• [What is being asked]
For every line in the records that has the word "leaf", make a copy.

_ _ _

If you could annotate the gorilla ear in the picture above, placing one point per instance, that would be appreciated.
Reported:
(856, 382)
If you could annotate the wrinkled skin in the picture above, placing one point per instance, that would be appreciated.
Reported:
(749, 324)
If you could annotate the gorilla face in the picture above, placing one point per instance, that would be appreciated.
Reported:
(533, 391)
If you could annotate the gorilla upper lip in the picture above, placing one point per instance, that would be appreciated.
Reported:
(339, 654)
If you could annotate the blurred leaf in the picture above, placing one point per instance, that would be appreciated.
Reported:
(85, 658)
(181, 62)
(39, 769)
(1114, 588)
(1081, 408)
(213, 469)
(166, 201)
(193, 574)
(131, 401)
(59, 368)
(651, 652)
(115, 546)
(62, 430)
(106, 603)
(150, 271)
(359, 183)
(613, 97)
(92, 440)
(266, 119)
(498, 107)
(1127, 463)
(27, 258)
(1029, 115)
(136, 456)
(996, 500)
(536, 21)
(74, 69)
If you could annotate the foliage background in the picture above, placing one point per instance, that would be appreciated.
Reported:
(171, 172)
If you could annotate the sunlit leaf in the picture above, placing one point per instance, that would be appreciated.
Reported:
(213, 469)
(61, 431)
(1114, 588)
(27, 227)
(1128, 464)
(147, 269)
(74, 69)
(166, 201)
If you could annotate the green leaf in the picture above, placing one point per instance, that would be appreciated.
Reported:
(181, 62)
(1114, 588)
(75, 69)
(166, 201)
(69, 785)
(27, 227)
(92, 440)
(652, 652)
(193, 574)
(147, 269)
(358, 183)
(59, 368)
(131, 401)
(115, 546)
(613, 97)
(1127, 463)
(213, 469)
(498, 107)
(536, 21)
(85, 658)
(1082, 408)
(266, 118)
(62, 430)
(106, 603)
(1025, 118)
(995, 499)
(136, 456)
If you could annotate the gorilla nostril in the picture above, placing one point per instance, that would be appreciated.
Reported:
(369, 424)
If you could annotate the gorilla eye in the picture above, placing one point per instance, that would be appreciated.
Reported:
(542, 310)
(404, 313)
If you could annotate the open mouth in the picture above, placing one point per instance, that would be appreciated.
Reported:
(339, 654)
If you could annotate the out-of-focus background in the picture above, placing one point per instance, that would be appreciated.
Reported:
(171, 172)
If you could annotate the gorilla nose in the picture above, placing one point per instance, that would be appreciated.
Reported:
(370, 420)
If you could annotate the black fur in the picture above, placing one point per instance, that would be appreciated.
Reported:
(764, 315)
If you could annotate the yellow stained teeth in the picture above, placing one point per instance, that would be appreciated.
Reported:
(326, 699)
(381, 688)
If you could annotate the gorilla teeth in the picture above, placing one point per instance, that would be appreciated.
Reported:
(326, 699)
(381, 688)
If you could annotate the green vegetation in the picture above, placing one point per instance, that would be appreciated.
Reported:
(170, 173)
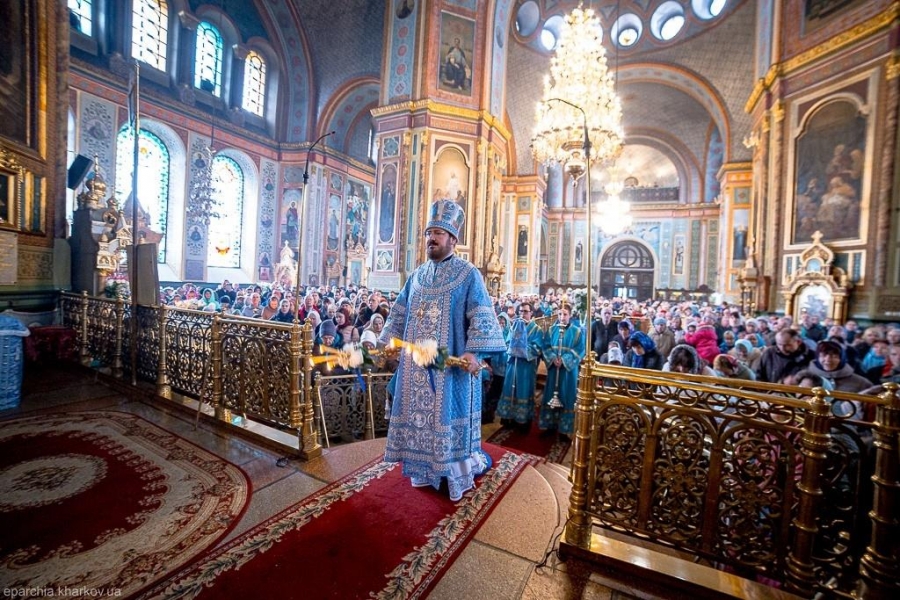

_ _ _

• [Answer space]
If you could annotate the blurred leaf in the picture above, placing one point per instance, that would be appreciated.
If you could annotate the sunlit leaf in the picture above, placing one point per instance, that would be appreciated.
If you could annotate the green leaf in the picture above, placing one point per instance, that would be appreciated.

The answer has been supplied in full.